Point labeling data based on photos>
[Start]

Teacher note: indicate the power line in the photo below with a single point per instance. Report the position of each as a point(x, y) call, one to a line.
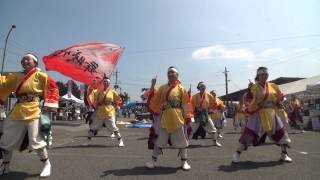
point(227, 43)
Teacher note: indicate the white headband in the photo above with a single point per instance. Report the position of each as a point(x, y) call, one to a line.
point(173, 69)
point(32, 56)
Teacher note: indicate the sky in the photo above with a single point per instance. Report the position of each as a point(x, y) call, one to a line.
point(200, 37)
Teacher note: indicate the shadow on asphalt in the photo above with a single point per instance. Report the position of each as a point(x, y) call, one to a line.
point(18, 175)
point(84, 147)
point(196, 146)
point(139, 171)
point(248, 165)
point(142, 138)
point(97, 136)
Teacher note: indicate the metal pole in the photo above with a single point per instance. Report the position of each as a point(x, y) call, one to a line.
point(5, 47)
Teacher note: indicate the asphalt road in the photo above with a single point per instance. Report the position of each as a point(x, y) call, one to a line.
point(104, 160)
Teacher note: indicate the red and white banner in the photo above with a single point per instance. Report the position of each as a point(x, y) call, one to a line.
point(85, 62)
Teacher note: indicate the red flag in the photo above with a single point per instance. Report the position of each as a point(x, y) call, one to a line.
point(84, 62)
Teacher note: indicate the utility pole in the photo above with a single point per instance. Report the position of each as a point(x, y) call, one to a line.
point(226, 79)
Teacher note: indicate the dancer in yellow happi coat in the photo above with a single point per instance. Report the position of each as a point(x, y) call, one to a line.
point(217, 114)
point(105, 102)
point(172, 103)
point(295, 118)
point(241, 116)
point(29, 87)
point(200, 104)
point(263, 118)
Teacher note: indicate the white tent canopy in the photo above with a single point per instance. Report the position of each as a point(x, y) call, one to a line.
point(301, 85)
point(72, 98)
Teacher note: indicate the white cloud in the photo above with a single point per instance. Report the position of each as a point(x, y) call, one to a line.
point(221, 51)
point(271, 52)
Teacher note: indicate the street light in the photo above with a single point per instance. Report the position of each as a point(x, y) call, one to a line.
point(5, 47)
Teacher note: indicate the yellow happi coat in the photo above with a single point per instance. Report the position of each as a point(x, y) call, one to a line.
point(171, 118)
point(216, 109)
point(104, 102)
point(282, 114)
point(267, 97)
point(202, 102)
point(34, 83)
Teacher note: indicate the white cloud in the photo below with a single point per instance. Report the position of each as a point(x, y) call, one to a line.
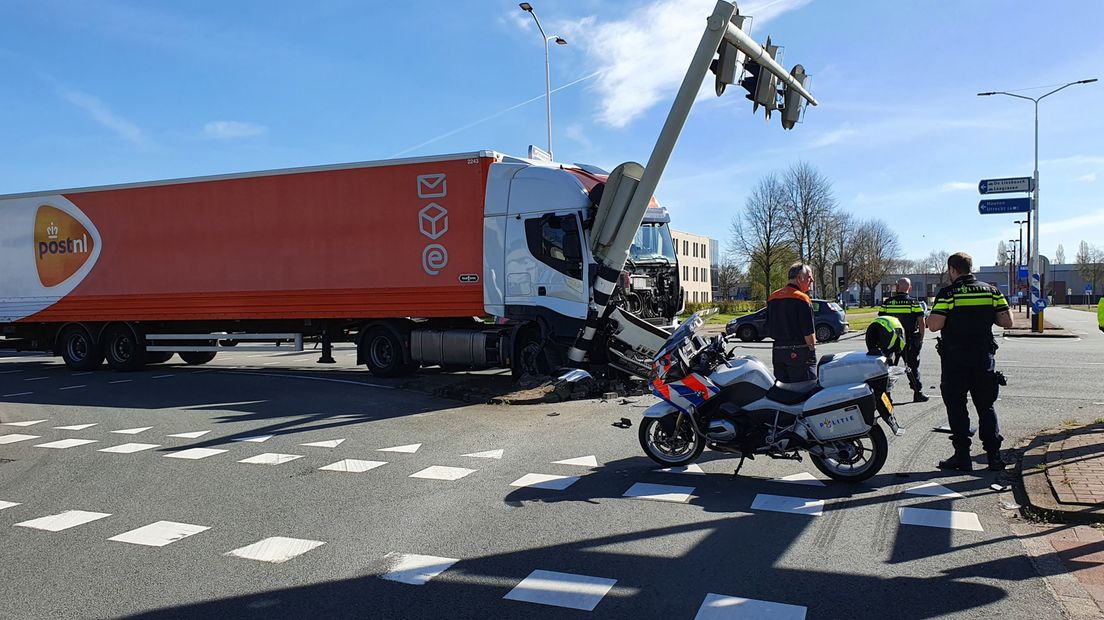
point(102, 114)
point(645, 55)
point(230, 129)
point(957, 186)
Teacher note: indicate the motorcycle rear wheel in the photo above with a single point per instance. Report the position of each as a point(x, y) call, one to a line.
point(864, 460)
point(678, 450)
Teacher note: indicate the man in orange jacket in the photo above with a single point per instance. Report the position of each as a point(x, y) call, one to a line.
point(789, 323)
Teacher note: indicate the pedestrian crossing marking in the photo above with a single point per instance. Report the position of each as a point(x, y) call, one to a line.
point(415, 569)
point(275, 549)
point(159, 534)
point(659, 492)
point(545, 481)
point(562, 589)
point(63, 521)
point(787, 504)
point(129, 448)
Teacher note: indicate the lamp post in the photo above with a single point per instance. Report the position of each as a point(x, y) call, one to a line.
point(1037, 322)
point(548, 75)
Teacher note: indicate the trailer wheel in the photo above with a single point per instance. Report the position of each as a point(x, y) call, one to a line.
point(158, 356)
point(123, 348)
point(197, 357)
point(383, 352)
point(78, 349)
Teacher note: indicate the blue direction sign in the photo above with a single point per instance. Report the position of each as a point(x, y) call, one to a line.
point(1006, 185)
point(1004, 205)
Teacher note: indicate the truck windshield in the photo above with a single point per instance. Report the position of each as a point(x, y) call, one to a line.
point(653, 243)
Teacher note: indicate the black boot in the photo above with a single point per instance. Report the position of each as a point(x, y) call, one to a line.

[End]

Requirements> Render every line of the items above as a JSON list of strings, one string per line, omitting blank lines and leaving out the pictures.

Final result>
[
  "Teacher note: indicate the power line in the photo below with a single point per instance. Report the position of each as a point(x, y) call, one to a line.",
  "point(227, 43)",
  "Teacher note: indicate the white headband in the photo above with a single point per instance. Report the position of each as a point(x, y) call, one to a line.",
  "point(173, 69)",
  "point(32, 56)",
  "Teacher note: indicate the sky in the photo above with a single point per instance. Report the position of each as a point(x, y) call, one to a line.",
  "point(200, 37)",
  "Teacher note: indicate the shadow on asphalt in the photo above with a single point per instance. Report the position of each as a point(x, y) call, one to a line.",
  "point(18, 175)",
  "point(84, 147)",
  "point(196, 146)",
  "point(139, 171)",
  "point(248, 165)",
  "point(142, 138)",
  "point(97, 136)",
  "Teacher note: indicate the metal pole in the photo above with a single point per instance. Report the position of each as a point(x, y) call, one to a line.",
  "point(5, 47)",
  "Teacher note: indicate the asphalt road in the photo above with a single point per instance. Report the position of each as a point(x, y) call, one to a line.",
  "point(104, 160)",
  "Teacher note: indicate the red and white banner in the photo above with a single point per instance. Report the position of each as a point(x, y) call, one to a line.",
  "point(85, 62)",
  "Teacher note: indicate the red flag in the photo above with a single point per instance. Report the position of each as a point(x, y) call, one to a line.",
  "point(84, 62)",
  "Teacher note: indicate the utility pole in the photo above with a single point per instance. Report the position of each as a point(x, y) call, one to a line.",
  "point(226, 79)",
  "Teacher note: indicate the dancer in yellow happi coat in the photo above with a single point per instance. Report the position of each as a point(x, y) call, one to a line.",
  "point(217, 114)",
  "point(105, 102)",
  "point(172, 103)",
  "point(295, 118)",
  "point(241, 116)",
  "point(29, 87)",
  "point(200, 104)",
  "point(263, 118)",
  "Teacher note: indicate the white tent canopy in the photo above with a single point per instance. Report the position of each as a point(x, y) call, one to a line.",
  "point(301, 85)",
  "point(72, 98)",
  "Teacher note: indicate the white cloud in the photo above with a single point per instance. Report the position of each as a point(x, y) call, one to a line.",
  "point(221, 51)",
  "point(271, 52)",
  "Teacher note: indicate the street light in the photo above with a single point per instance. Report the position of each as a point(x, y) call, one to a line.",
  "point(5, 47)",
  "Teacher note: indicate the yellow happi coat in the photo above with a single point per instance. Report the position of each as a point(x, y) call, one to a line.",
  "point(171, 118)",
  "point(216, 109)",
  "point(104, 102)",
  "point(282, 114)",
  "point(267, 97)",
  "point(202, 102)",
  "point(34, 83)",
  "Teacher note: indicate the white cloud in the photo below with a single point per instance. Report the position of each as a point(x, y) call, one to a line.",
  "point(102, 114)",
  "point(645, 55)",
  "point(230, 129)",
  "point(957, 186)",
  "Teacher note: indicate the motorcycle rear wheel in the photo above with a single point per instance. Report the position of each as a point(x, y) call, one to a line.",
  "point(864, 460)",
  "point(678, 450)",
  "Teacher note: indicate the man in orange jacket in the photo above with a single point per instance. Report the position of each as a point(x, y) call, one to a line.",
  "point(789, 323)",
  "Teacher note: indicate the pedestrian crossing marking in the photo above with a single point per instance. Report the position of each as a point(x, y) call, one to a line.",
  "point(415, 569)",
  "point(275, 549)",
  "point(159, 534)",
  "point(659, 492)",
  "point(545, 481)",
  "point(562, 589)",
  "point(63, 521)",
  "point(787, 504)",
  "point(129, 448)",
  "Teacher note: indicate the lamp post in the photo above with a single point per instance. Report the position of each as a point(x, y) call, one to a line.",
  "point(1037, 322)",
  "point(548, 75)",
  "Teacher note: indicate the trailer wheel in the photo above with a single point per instance. Report the position of each as a point(x, y) call, one to a line.",
  "point(158, 356)",
  "point(123, 348)",
  "point(197, 357)",
  "point(383, 352)",
  "point(78, 349)",
  "Teacher note: indicate the blue direction sign in the photo above with a single point per instance. Report the position of each as a point(x, y) call, one to a line.",
  "point(1006, 185)",
  "point(1004, 205)",
  "Teacher note: indicate the truck windshield in the photo above with a single point per instance. Report the position of each as a point(x, y) call, one to a line.",
  "point(653, 243)",
  "Teacher note: indicate the black boot in the photo above with a single point per instance. Report the position of each as a point(x, y) call, one to a line."
]